→ Directions: Edit the forum thread about the separation, giving everything from "We will be here" down to "for them anymore." with "holiday" replaced by "break".

→ Document:
********

You were a great girlfriend a loyal and good wife and a wonderful mother who coped with problems that would have broken lesser people.

Unfortunately your husband was not worthy of the love you gave him.

You and your children deserve so much more. 

We will be here for you. If you want anything, just whistle!


----------



## summer41

So I've sat him down tonight and said I haven't changed my mind. He said he thinks he had a mini breakdown today, lost some time/memory. Said he gets up before the kids (they are on holiday from school but I have to work) and gets all his tears out before they see him.
He said he doesn't think he will make it through the split and that he is just enjoying summer with the kids before he can't afford to provide for them anymore.
I said to him it felt like emotional blackmail. He denied it. He was very upset but i said I cannot stay with you it's not a normal loving relationship. 
He then went on to say the kids will be crushed by it and that his parents will be offended that they helped us 13 years ago to set up our family home and now we are throwing it in their face, I tried to say that we didn't know then this wouldn't work. We've been together 22 years but the last 6 have taken their toll.
I explained I wanted to help him work out his finances and he there for him, I don't hate Him and wouldn't see him high and dry but i cannot remain his wife.

I feel guilt and sadness. I feel like I have broken him. He was such a strong man, I feel like he is throwing every emotional trigger at me that's possible. He denied that he had depression today but he does.

********

→ Dataset rows showing where objects appear:
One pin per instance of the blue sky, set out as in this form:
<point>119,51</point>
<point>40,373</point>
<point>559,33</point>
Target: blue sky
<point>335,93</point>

********

→ Answer below:
We will be here for you. If you want anything, just whistle!


----------



## summer41

So I've sat him down tonight and said I haven't changed my mind. He said he thinks he had a mini breakdown today, lost some time/memory. Said he gets up before the kids (they are on break from school but I have to work) and gets all his tears out before they see him.
He said he doesn't think he will make it through the split and that he is just enjoying summer with the kids before he can't afford to provide for them anymore.